* _Source text_:
◆ ◆ ◆ ◆ ◆ ◆ ◆
Sean Garrison (October 19, 1937 – March 2, 2018) was an American film, television and theatre actor. He played Mark Dominic in the 1966 film Moment to Moment. Garrison also played The Culhane in the American western television series Dundee and the Culhane.

Life and career 
Garrison was born in New York, of Irish descent. At the age of five, his father died. At the age of nine, Garrison worked as a shoeshiner having his own shoeshine box, when a man asked him to sing the classic cowboy song "Home on the Range", while giving the man his shoeshine. After that, he decided to sing songs, primarily on holidays, singing from bar to bar. Garrison later retired from singing and began to work on a dairy farm in New York. When he was at the age of fifteen, Garrison had left high school, after which he was hired to take numerous jobs. 

Garrison had moved to south at Caribbean, after he figured out the way to live. In 1955, Garrison worked in a furniture and tile factory in California. Later a friend suggested that he work on television programs, being a film librarian at the television broadcasting network ABC. He received a contract with Warner Bros., paced from a western to another. Garrison began his film and television career in 1958, appearing in the film Darby's Rangers. Garrison later returned to New York, where he studied about drama at the New York Actors Studio, having a series of part-time jobs. While Garrison was in New York, he was married. In December 1959, he attracted several young mothers, while he was a Santa Claus at Gimbels department store, attracting young mothers of him as a hunky Father Christmas at the Macy's Department Store.
◆ ◆ ◆ ◆ ◆ ◆ ◆
* _Rows_:
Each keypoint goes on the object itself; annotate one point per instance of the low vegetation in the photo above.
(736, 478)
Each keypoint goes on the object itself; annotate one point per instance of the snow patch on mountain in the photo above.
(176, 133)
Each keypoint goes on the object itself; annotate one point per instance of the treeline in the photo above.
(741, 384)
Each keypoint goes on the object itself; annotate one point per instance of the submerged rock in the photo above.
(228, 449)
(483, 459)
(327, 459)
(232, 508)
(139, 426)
◆ ◆ ◆ ◆ ◆ ◆ ◆
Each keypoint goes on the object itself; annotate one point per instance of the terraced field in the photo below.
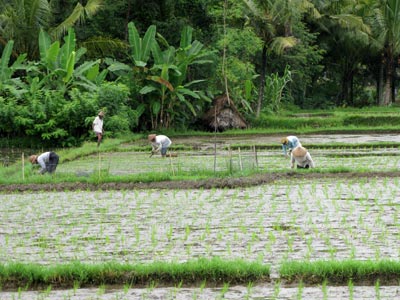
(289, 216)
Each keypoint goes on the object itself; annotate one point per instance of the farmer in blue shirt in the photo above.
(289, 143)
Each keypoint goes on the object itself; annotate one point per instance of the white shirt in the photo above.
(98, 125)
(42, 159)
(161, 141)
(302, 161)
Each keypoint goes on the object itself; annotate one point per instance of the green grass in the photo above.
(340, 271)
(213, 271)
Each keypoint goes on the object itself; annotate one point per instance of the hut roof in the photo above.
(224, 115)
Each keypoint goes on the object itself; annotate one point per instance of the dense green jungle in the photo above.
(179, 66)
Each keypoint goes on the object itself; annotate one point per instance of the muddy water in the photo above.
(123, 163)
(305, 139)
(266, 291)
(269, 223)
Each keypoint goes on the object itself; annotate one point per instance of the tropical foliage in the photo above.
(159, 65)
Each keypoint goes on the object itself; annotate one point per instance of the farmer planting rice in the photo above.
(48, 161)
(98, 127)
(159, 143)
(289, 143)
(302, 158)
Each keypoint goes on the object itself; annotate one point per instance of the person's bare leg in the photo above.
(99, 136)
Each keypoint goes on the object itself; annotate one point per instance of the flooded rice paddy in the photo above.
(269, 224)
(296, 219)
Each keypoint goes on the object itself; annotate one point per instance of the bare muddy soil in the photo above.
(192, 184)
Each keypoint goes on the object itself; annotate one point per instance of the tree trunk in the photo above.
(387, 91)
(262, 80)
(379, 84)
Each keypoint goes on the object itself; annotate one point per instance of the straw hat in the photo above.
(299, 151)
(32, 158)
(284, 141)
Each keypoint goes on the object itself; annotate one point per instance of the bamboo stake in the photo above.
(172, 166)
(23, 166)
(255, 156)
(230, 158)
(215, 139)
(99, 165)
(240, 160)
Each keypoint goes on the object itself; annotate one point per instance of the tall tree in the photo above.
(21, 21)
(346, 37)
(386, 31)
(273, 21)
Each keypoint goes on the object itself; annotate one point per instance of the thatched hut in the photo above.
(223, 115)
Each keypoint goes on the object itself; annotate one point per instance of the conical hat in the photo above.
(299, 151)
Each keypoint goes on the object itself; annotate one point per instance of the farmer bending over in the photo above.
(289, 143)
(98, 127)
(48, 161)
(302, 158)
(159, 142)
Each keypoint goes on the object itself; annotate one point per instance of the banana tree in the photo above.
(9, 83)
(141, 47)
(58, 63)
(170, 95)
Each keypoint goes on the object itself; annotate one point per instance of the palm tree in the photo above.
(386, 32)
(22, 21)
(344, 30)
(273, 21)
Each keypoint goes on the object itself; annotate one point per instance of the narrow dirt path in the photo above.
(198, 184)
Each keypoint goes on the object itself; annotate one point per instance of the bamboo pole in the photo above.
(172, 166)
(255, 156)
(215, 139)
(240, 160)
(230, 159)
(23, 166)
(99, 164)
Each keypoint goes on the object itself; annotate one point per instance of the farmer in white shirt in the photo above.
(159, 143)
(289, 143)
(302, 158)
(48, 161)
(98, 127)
◆ ◆ ◆ ◆ ◆ ◆ ◆
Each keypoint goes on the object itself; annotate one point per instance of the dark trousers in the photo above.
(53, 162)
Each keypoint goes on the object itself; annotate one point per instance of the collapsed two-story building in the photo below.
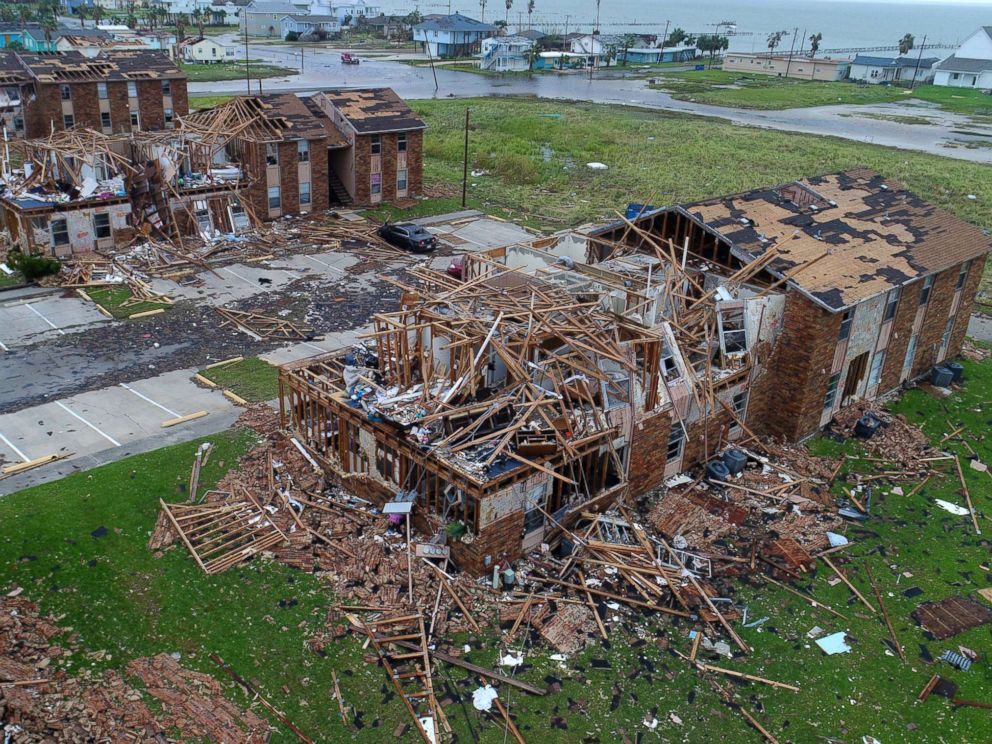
◆ ◆ ◆ ◆ ◆ ◆ ◆
Will you reproduce the part of the Sean Garrison biography that begins at the words "Sean Garrison (October" and stops after "take numerous jobs.", word for word? These records have no connection to the Sean Garrison biography.

Sean Garrison (October 19, 1937 – March 2, 2018) was an American film, television and theatre actor. He played Mark Dominic in the 1966 film Moment to Moment. Garrison also played The Culhane in the American western television series Dundee and the Culhane.

Life and career 
Garrison was born in New York, of Irish descent. At the age of five, his father died. At the age of nine, Garrison worked as a shoeshiner having his own shoeshine box, when a man asked him to sing the classic cowboy song "Home on the Range", while giving the man his shoeshine. After that, he decided to sing songs, primarily on holidays, singing from bar to bar. Garrison later retired from singing and began to work on a dairy farm in New York. When he was at the age of fifteen, Garrison had left high school, after which he was hired to take numerous jobs.